Page excerpt>
-----

Why I recommend saying yes during panic attacks
My own experience
In 2014 I struggled with panic attacks myself. I received various pieces of advice – including professional help from a therapist.
I tried breathing and relaxation exercises. I tried to distract myself, calm myself down, or counter physical sensations with things like cold water.
Some of that may have helped briefly. But none of it addressed the real problem: I desperately wanted to prevent the panic or get rid of it as quickly as possible.
Every new physical sensation remained an alarm signal. As soon as I noticed an attack might be starting, inner resistance kicked in:
No. Not again. This must not happen now.
And exactly that fight against the panic gave the alarm system fresh reason to keep going.
The decisive shift in perspective
What finally helped was a radically simple message I came across through a video and Roger Baker’s book Understanding Panic Attacks and Overcoming Fear:
Stop fighting the panic. Say yes to it.
Not: Yes, the feared catastrophe will happen.
But:
“Yes, this sensation is here now. Yes, my body is doing this right now. I let it happen.”

-----

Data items
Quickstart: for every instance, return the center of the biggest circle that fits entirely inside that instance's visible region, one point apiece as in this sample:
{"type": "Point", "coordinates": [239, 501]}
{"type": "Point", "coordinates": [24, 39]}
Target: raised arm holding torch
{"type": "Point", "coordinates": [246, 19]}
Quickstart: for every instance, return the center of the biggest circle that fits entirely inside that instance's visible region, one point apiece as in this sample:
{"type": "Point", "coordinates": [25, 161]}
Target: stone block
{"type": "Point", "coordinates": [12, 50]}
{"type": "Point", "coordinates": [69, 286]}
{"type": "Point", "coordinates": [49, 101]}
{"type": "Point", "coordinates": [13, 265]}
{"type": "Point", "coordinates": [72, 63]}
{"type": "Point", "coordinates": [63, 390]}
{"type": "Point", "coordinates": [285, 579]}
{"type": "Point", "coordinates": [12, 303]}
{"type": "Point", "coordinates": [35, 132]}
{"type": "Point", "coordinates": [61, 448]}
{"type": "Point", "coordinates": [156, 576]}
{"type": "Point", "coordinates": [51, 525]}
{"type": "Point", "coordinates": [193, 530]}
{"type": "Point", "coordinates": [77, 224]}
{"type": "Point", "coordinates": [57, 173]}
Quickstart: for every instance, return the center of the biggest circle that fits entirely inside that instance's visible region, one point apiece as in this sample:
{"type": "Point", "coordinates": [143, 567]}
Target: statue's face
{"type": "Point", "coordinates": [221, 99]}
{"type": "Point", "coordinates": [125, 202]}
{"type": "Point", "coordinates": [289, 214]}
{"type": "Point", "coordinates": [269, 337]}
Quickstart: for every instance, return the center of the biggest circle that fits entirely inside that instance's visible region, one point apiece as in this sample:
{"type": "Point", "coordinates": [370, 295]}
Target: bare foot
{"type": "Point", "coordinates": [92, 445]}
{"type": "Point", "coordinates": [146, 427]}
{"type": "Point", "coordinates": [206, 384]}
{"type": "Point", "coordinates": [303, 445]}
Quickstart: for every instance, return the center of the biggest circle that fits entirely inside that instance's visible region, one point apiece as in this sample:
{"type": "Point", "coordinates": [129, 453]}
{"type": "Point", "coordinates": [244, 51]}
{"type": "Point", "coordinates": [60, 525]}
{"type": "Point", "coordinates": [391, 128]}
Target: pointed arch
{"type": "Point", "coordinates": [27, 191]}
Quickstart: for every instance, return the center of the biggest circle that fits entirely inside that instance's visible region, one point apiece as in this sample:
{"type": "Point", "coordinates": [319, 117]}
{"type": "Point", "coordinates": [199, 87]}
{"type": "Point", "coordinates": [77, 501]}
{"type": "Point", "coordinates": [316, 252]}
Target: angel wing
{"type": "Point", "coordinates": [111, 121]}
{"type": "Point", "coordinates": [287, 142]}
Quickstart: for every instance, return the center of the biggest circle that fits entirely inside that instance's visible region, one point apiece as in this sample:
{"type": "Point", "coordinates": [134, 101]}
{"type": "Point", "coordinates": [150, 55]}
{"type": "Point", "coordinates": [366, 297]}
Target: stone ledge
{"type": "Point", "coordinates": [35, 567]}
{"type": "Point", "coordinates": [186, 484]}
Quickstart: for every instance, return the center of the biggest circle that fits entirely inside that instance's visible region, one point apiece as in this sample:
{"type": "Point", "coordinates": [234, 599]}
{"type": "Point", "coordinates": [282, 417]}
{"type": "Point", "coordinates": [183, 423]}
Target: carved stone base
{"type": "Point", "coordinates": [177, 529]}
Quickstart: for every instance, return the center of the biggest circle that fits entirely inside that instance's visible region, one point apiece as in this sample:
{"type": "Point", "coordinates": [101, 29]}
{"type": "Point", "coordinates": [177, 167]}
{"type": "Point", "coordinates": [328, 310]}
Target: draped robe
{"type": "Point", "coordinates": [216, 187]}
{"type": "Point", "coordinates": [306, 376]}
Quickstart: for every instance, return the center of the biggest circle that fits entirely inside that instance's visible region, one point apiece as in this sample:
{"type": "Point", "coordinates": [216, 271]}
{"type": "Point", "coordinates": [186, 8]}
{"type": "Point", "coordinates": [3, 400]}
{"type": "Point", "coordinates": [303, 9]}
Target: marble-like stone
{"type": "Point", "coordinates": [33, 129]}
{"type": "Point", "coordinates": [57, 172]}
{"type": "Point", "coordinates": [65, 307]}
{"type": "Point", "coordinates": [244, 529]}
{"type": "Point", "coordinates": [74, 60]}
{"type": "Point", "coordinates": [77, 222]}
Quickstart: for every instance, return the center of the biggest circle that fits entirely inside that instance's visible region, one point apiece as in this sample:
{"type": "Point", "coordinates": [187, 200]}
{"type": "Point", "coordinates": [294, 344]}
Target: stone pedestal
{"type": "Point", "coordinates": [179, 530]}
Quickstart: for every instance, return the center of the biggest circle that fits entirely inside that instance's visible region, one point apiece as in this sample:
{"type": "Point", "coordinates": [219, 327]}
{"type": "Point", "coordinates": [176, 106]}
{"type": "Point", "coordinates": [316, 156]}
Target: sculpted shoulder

-----

Exercise description>
From the text about panic attacks above, reproduce word for word the part that opens with the words containing "I tried breathing" and closes with "to keep going.".

Result for this task>
I tried breathing and relaxation exercises. I tried to distract myself, calm myself down, or counter physical sensations with things like cold water.
Some of that may have helped briefly. But none of it addressed the real problem: I desperately wanted to prevent the panic or get rid of it as quickly as possible.
Every new physical sensation remained an alarm signal. As soon as I noticed an attack might be starting, inner resistance kicked in:
No. Not again. This must not happen now.
And exactly that fight against the panic gave the alarm system fresh reason to keep going.